» What you need to do: Write the entries below out again exactly; any picture in them stays out.

» Records for the task:
----
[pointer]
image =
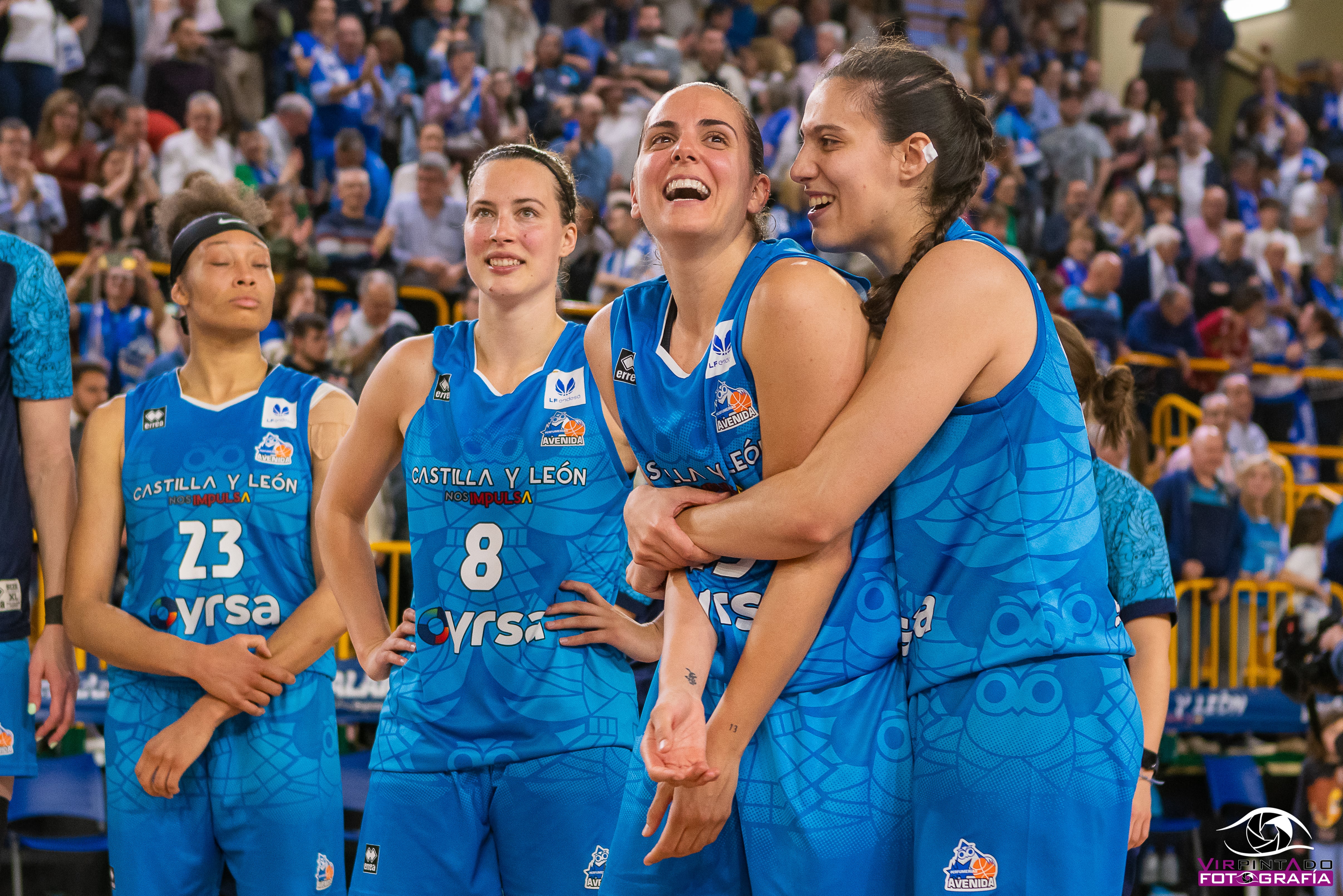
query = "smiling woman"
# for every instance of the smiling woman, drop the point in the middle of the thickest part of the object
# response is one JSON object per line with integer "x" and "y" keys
{"x": 226, "y": 611}
{"x": 750, "y": 343}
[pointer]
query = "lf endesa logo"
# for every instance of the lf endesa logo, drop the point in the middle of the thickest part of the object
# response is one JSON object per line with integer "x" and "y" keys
{"x": 1264, "y": 838}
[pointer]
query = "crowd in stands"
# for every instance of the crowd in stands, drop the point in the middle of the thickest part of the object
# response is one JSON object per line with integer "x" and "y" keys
{"x": 359, "y": 121}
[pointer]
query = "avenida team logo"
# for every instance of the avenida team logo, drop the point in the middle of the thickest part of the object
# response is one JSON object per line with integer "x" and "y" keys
{"x": 972, "y": 868}
{"x": 562, "y": 430}
{"x": 733, "y": 408}
{"x": 275, "y": 451}
{"x": 432, "y": 627}
{"x": 163, "y": 613}
{"x": 597, "y": 868}
{"x": 326, "y": 872}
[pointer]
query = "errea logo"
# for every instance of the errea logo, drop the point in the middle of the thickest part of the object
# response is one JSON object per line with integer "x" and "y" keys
{"x": 565, "y": 389}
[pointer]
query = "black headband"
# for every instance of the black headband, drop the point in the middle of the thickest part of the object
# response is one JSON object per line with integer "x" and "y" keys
{"x": 199, "y": 232}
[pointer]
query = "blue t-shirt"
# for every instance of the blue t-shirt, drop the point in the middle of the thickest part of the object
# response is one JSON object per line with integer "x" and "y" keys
{"x": 1135, "y": 545}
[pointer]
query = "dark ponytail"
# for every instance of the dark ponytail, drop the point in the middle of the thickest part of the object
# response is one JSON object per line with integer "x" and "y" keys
{"x": 1107, "y": 398}
{"x": 906, "y": 92}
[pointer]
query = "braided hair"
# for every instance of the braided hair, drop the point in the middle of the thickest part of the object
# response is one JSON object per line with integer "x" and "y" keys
{"x": 906, "y": 90}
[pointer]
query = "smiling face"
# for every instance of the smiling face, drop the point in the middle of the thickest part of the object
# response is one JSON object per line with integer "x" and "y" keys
{"x": 515, "y": 232}
{"x": 228, "y": 285}
{"x": 694, "y": 176}
{"x": 845, "y": 166}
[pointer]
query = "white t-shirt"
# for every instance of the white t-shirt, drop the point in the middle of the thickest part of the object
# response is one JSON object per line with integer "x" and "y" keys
{"x": 33, "y": 33}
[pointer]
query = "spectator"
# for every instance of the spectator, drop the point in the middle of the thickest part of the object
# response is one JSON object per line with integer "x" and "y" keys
{"x": 1216, "y": 413}
{"x": 711, "y": 65}
{"x": 1310, "y": 209}
{"x": 29, "y": 58}
{"x": 1282, "y": 408}
{"x": 1095, "y": 307}
{"x": 348, "y": 89}
{"x": 1166, "y": 327}
{"x": 630, "y": 261}
{"x": 548, "y": 74}
{"x": 585, "y": 48}
{"x": 1059, "y": 228}
{"x": 1244, "y": 436}
{"x": 198, "y": 148}
{"x": 621, "y": 125}
{"x": 1197, "y": 168}
{"x": 175, "y": 81}
{"x": 1324, "y": 288}
{"x": 30, "y": 203}
{"x": 951, "y": 53}
{"x": 113, "y": 331}
{"x": 1322, "y": 346}
{"x": 117, "y": 209}
{"x": 425, "y": 230}
{"x": 1260, "y": 481}
{"x": 648, "y": 60}
{"x": 1282, "y": 288}
{"x": 511, "y": 33}
{"x": 90, "y": 379}
{"x": 1298, "y": 162}
{"x": 346, "y": 236}
{"x": 64, "y": 154}
{"x": 353, "y": 152}
{"x": 1271, "y": 228}
{"x": 1076, "y": 150}
{"x": 1153, "y": 272}
{"x": 1098, "y": 100}
{"x": 288, "y": 240}
{"x": 1261, "y": 119}
{"x": 1219, "y": 277}
{"x": 1168, "y": 34}
{"x": 1244, "y": 189}
{"x": 373, "y": 330}
{"x": 441, "y": 26}
{"x": 1205, "y": 232}
{"x": 1208, "y": 56}
{"x": 592, "y": 162}
{"x": 285, "y": 129}
{"x": 309, "y": 348}
{"x": 462, "y": 107}
{"x": 1326, "y": 112}
{"x": 1205, "y": 528}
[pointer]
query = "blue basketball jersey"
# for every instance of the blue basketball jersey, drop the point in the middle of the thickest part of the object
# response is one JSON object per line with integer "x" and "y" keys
{"x": 700, "y": 428}
{"x": 1000, "y": 550}
{"x": 508, "y": 496}
{"x": 218, "y": 502}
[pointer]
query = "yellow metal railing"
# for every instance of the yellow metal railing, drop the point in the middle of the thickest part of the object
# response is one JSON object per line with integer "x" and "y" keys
{"x": 1205, "y": 661}
{"x": 344, "y": 651}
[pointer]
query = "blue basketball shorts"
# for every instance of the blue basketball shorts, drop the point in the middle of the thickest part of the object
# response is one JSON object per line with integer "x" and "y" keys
{"x": 534, "y": 828}
{"x": 18, "y": 728}
{"x": 1024, "y": 778}
{"x": 264, "y": 797}
{"x": 822, "y": 803}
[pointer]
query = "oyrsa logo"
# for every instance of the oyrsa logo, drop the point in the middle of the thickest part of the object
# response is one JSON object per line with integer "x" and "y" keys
{"x": 972, "y": 868}
{"x": 326, "y": 872}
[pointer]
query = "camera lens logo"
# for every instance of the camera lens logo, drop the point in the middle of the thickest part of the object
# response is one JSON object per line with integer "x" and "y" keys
{"x": 163, "y": 613}
{"x": 1268, "y": 832}
{"x": 433, "y": 627}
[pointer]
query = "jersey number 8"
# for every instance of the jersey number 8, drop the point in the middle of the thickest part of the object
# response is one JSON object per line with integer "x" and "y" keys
{"x": 483, "y": 569}
{"x": 230, "y": 530}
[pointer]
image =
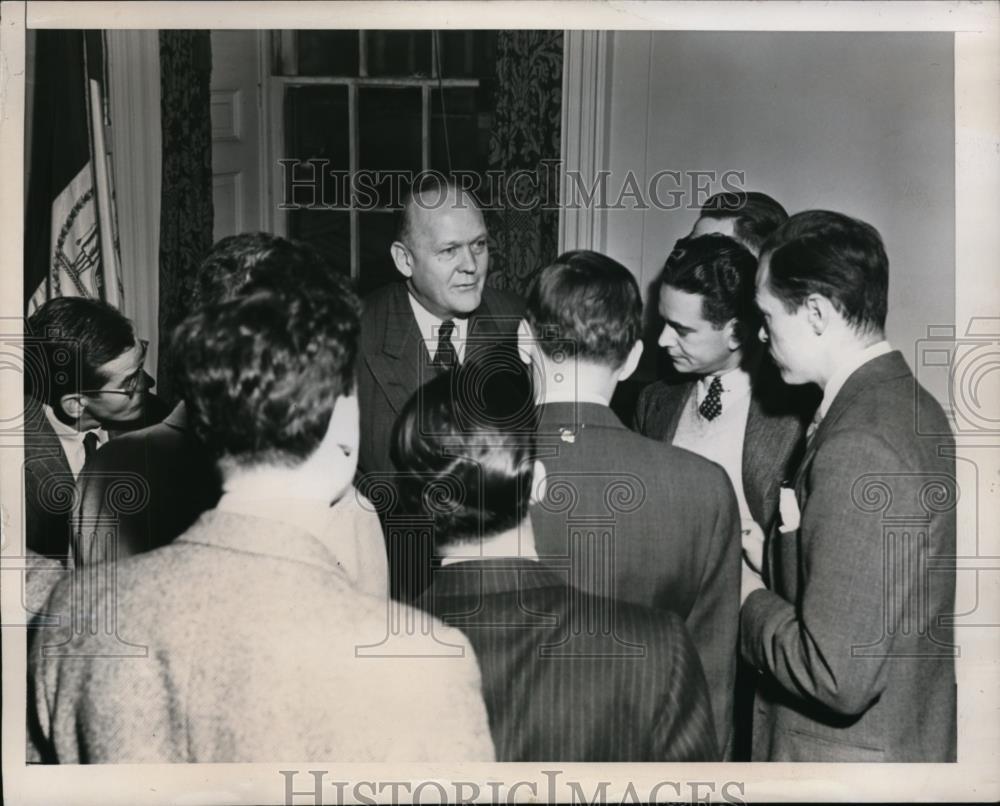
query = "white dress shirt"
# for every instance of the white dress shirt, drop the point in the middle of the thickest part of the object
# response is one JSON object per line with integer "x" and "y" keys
{"x": 428, "y": 324}
{"x": 721, "y": 439}
{"x": 71, "y": 440}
----
» Response to this exercise:
[pointer]
image =
query = "smiling woman"
# for every instance of the smiling woman, drop the point in the middle of the thickest part of the object
# response is one JSON object per line with integer "x" and "y" keys
{"x": 226, "y": 611}
{"x": 750, "y": 343}
[pointer]
query = "lf endesa logo"
# for every instance of the lf endesa logo, drop the point in the middle of the thickest part of the object
# response is one JSON object per line with integer "x" and "y" keys
{"x": 1264, "y": 838}
[pointer]
query = "crowd in stands"
# for every instance of the crowd in stands, drop the point in the middle of the thickest part of the object
# response is one JSON object per line with integer "x" and "y" keys
{"x": 359, "y": 121}
[pointer]
query = "avenida team logo"
# for every instance of the avenida team logo, drop the point in the middle of the thickest part of the object
# response is one JSON object per line with integer "x" and "y" keys
{"x": 972, "y": 868}
{"x": 562, "y": 430}
{"x": 733, "y": 408}
{"x": 275, "y": 451}
{"x": 432, "y": 627}
{"x": 163, "y": 613}
{"x": 597, "y": 868}
{"x": 326, "y": 872}
[pointer]
query = "errea logo"
# for every instance of the errea logo, drop the point in the middle of the thickest part of the object
# response is one JSON object per line with integer "x" and "y" keys
{"x": 565, "y": 389}
[pointer]
query = "black headband"
# for every instance of the black headband, drop the point in the middle of the thickest part of the object
# response is one JSON object per line with integer "x" and "y" keys
{"x": 199, "y": 232}
[pointer]
query = "blue t-shirt"
# for every instance of the blue t-shirt, drop the point in the middle of the thickest part of the object
# response is one JSON object per line with integer "x" and "y" keys
{"x": 1135, "y": 545}
[pointer]
query = "dark ponytail"
# for every instance of the dark ponytail, drop the point in the middle of the thickest part of the object
# response is one JSON object per line with integer "x" and "y" keys
{"x": 1107, "y": 398}
{"x": 906, "y": 92}
[pointer]
query = "braided hair"
# for every instance of the braided hair, drop the point in the middle of the thickest part of the object
# response is one JSON object per line with integer "x" and "y" keys
{"x": 906, "y": 90}
[pointer]
query = "smiling face"
# for every instance of the smiling face, drop the point in the middle of the thickest part of the object
# response is one JSON object per line with integer "x" and "y" keys
{"x": 515, "y": 232}
{"x": 228, "y": 285}
{"x": 694, "y": 176}
{"x": 845, "y": 166}
[pointer]
query = "white t-shirt"
# for every instance of the white t-shirt, drop the point in the middle of the thickest part of the object
# response is one JSON object per line with integer "x" and "y" keys
{"x": 33, "y": 33}
[pointer]
query = "spectator"
# for every instance of the spectator, drop the point in the middle of the thickest part of the object
# response is one JSON object per line with integer "x" and "y" keys
{"x": 1216, "y": 413}
{"x": 711, "y": 65}
{"x": 1310, "y": 209}
{"x": 29, "y": 58}
{"x": 1282, "y": 408}
{"x": 1095, "y": 307}
{"x": 348, "y": 89}
{"x": 1166, "y": 327}
{"x": 630, "y": 261}
{"x": 548, "y": 74}
{"x": 585, "y": 48}
{"x": 1059, "y": 228}
{"x": 1244, "y": 436}
{"x": 198, "y": 148}
{"x": 621, "y": 125}
{"x": 1197, "y": 168}
{"x": 175, "y": 81}
{"x": 1324, "y": 288}
{"x": 30, "y": 203}
{"x": 951, "y": 53}
{"x": 113, "y": 331}
{"x": 1322, "y": 346}
{"x": 117, "y": 209}
{"x": 425, "y": 230}
{"x": 1260, "y": 481}
{"x": 648, "y": 60}
{"x": 1282, "y": 288}
{"x": 511, "y": 33}
{"x": 90, "y": 379}
{"x": 1298, "y": 162}
{"x": 346, "y": 236}
{"x": 64, "y": 154}
{"x": 353, "y": 152}
{"x": 1271, "y": 228}
{"x": 1076, "y": 150}
{"x": 1153, "y": 272}
{"x": 1098, "y": 100}
{"x": 288, "y": 240}
{"x": 1261, "y": 119}
{"x": 1219, "y": 277}
{"x": 1168, "y": 34}
{"x": 1244, "y": 189}
{"x": 373, "y": 330}
{"x": 441, "y": 26}
{"x": 1205, "y": 232}
{"x": 1208, "y": 56}
{"x": 592, "y": 162}
{"x": 285, "y": 129}
{"x": 309, "y": 348}
{"x": 462, "y": 107}
{"x": 1326, "y": 112}
{"x": 1205, "y": 528}
[pointer]
query = "blue basketball jersey"
# for every instance of the blue basketball jersey, drop the point in the middle of the thickest part of the object
# response is one JSON object per line with integer "x" and "y" keys
{"x": 700, "y": 428}
{"x": 1000, "y": 550}
{"x": 508, "y": 496}
{"x": 218, "y": 502}
[pointer]
query = "yellow metal railing"
# for every instance of the yellow metal railing, drop the point in the middle of the thickest part of the object
# response is one JSON object per line with integer "x" and "y" keys
{"x": 1205, "y": 661}
{"x": 344, "y": 651}
[pointer]
query = "blue basketball shorts"
# for every instance of the blue basketball shorts, drop the point in the middle of the thickest part of the object
# response is one JSON object per line with integer "x" and "y" keys
{"x": 534, "y": 828}
{"x": 18, "y": 728}
{"x": 1024, "y": 778}
{"x": 264, "y": 797}
{"x": 822, "y": 803}
[pointer]
query = "oyrsa logo"
# for every instance of the oyrsa logo, drop the point in the middle of the thickest part of the object
# response is one JSON object per line with integer "x" and "y" keys
{"x": 972, "y": 868}
{"x": 326, "y": 872}
[pointer]
query = "camera lens logo"
# for every instance of the camera lens logo, drop the point in the middle of the thickest part of the object
# response is one JSON object per line with integer "x" and "y" keys
{"x": 163, "y": 613}
{"x": 1268, "y": 832}
{"x": 433, "y": 627}
[pointer]
query = "jersey number 8"
# for every instance of the jersey number 8, drop the point in the middle of the thickest part of the object
# response is one JSON object per line with integer "x" and "y" keys
{"x": 483, "y": 569}
{"x": 230, "y": 530}
[pointer]
image =
query = "white dress shirt"
# for every instance of the white dress shirt, drop the point in the middle of the thickest part of the object
# response is one JSON object per line with integer "x" and "y" keys
{"x": 428, "y": 324}
{"x": 721, "y": 439}
{"x": 71, "y": 440}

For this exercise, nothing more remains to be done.